Action item:
Every line containing the string "crossing" is to be copied from the records.

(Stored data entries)
>>>
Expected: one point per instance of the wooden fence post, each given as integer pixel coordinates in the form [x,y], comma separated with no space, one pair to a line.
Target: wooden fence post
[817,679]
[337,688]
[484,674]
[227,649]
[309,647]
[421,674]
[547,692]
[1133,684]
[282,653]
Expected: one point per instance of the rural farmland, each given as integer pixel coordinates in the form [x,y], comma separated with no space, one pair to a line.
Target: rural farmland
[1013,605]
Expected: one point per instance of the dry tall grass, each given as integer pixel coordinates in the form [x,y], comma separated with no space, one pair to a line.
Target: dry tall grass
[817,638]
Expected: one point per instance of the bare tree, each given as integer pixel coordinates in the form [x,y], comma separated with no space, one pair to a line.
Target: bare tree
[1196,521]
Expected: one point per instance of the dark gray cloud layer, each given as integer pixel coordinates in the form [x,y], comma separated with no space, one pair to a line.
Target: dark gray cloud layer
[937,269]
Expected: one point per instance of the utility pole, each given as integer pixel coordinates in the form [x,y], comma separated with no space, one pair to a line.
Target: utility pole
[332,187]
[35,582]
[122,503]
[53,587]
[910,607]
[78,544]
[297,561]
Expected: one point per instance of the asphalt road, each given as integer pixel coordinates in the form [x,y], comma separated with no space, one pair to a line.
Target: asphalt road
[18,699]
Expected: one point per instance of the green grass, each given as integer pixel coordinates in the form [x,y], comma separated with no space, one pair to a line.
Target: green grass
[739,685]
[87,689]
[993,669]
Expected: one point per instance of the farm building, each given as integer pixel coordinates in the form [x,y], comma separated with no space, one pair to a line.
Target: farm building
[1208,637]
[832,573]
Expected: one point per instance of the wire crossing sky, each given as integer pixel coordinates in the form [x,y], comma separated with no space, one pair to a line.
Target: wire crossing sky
<<<
Completed exercise:
Expected: one point per instance of the wire crossing sky, each given as integer pixel coordinates in the form [x,y], comma separated with no space, one pair to a line.
Target: wire crossing sky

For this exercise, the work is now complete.